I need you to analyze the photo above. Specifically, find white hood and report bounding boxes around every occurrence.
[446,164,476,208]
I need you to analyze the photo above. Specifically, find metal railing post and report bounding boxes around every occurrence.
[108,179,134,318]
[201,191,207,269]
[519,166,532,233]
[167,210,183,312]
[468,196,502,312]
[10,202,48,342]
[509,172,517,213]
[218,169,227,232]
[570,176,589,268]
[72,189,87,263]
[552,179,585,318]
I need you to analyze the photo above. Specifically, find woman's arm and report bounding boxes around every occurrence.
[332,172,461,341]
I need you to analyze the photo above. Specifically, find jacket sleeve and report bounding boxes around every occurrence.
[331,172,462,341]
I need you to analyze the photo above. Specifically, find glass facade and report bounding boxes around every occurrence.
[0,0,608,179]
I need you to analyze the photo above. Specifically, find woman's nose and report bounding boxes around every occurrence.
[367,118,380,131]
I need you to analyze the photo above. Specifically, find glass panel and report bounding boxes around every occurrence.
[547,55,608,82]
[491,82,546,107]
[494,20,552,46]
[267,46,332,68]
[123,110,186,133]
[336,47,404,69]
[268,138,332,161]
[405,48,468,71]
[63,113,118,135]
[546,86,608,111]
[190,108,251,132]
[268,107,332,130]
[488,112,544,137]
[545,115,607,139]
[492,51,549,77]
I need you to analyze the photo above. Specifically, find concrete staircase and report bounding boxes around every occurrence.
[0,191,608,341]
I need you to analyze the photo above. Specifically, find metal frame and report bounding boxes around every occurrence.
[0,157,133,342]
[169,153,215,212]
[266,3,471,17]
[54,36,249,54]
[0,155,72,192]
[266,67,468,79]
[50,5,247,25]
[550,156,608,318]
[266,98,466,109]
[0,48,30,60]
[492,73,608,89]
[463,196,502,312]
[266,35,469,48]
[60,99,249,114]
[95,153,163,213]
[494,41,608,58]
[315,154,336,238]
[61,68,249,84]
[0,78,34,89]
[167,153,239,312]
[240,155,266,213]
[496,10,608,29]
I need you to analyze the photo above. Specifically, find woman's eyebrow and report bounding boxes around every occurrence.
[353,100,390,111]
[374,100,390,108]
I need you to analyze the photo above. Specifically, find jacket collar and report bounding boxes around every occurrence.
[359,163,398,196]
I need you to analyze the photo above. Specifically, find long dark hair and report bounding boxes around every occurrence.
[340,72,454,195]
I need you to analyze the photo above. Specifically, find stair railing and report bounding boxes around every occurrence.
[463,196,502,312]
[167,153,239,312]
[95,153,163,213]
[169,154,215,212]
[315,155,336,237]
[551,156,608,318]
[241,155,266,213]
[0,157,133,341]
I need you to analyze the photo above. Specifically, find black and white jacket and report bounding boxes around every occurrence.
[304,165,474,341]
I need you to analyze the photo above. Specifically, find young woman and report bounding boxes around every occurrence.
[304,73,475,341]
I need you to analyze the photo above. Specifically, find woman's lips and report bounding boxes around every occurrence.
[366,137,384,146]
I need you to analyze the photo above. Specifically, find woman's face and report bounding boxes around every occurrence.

◆ ◆ ◆ ◆ ◆

**What the task asks:** Starting at the first line and ending at the line that contains "[446,164,476,208]", write out every line again, including those without coordinates. Scale each coordinate by 2.45 and round it to the nearest whole number, with halves rounded up.

**Finished exercise:**
I need you to analyze the photo above. Specifically, find white hood and report bounding boxes around every occurrence.
[1093,402,1166,510]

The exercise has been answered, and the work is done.